◆ **GIVEN REQUEST**:
Edit the records starting at the line that contains "outline brown wall panel, every instance" and running through the end of the records: replace "brown" with "beige" and keep everything else unchanged.

═════ DATA FOR THE TASK ═════

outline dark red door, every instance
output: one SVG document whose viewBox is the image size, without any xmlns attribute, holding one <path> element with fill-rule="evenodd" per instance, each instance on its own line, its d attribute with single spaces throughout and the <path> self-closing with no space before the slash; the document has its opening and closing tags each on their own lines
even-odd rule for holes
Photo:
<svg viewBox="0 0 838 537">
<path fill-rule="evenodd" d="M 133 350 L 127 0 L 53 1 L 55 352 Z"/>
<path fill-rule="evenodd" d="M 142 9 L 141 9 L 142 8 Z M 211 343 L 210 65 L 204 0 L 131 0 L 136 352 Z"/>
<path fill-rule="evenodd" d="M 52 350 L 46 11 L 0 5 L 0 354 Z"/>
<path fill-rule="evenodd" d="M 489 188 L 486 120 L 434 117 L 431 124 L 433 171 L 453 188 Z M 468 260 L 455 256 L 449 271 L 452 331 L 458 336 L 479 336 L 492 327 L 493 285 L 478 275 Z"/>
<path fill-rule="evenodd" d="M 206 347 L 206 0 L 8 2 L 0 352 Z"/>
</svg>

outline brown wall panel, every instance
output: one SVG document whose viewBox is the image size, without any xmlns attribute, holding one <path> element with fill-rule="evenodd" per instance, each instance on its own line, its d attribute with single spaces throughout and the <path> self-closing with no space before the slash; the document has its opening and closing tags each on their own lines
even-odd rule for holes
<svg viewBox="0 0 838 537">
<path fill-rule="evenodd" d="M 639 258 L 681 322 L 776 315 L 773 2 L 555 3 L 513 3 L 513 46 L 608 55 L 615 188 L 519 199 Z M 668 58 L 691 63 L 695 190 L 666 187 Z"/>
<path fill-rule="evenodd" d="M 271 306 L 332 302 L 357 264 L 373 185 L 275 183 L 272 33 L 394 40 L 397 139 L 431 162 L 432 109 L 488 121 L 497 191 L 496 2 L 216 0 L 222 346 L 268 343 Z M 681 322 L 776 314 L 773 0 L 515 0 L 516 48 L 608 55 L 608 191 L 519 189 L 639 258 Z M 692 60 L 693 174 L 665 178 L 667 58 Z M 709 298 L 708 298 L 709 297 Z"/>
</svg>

═════

◆ **THE RESPONSE**:
outline beige wall panel, every instance
output: one SVG document whose viewBox is the image size, without any xmlns attribute, holding one <path> element with fill-rule="evenodd" per instance, each instance on its own line, its d attribute with single spaces throughout and the <path> self-closing with no space before the slash; the document has its opening and closing tags each on their own lines
even-odd rule for holes
<svg viewBox="0 0 838 537">
<path fill-rule="evenodd" d="M 639 258 L 681 322 L 776 315 L 773 2 L 555 3 L 513 3 L 513 46 L 608 55 L 615 188 L 519 199 Z M 668 58 L 691 63 L 695 190 L 666 187 Z"/>
<path fill-rule="evenodd" d="M 271 306 L 332 302 L 357 264 L 373 185 L 275 183 L 272 33 L 394 40 L 397 139 L 431 162 L 432 109 L 488 121 L 497 191 L 496 2 L 216 0 L 222 346 L 268 343 Z M 681 322 L 776 314 L 773 0 L 515 0 L 516 48 L 608 55 L 608 191 L 519 189 L 639 258 Z M 692 60 L 693 174 L 665 178 L 667 58 Z M 709 298 L 708 298 L 709 297 Z"/>
</svg>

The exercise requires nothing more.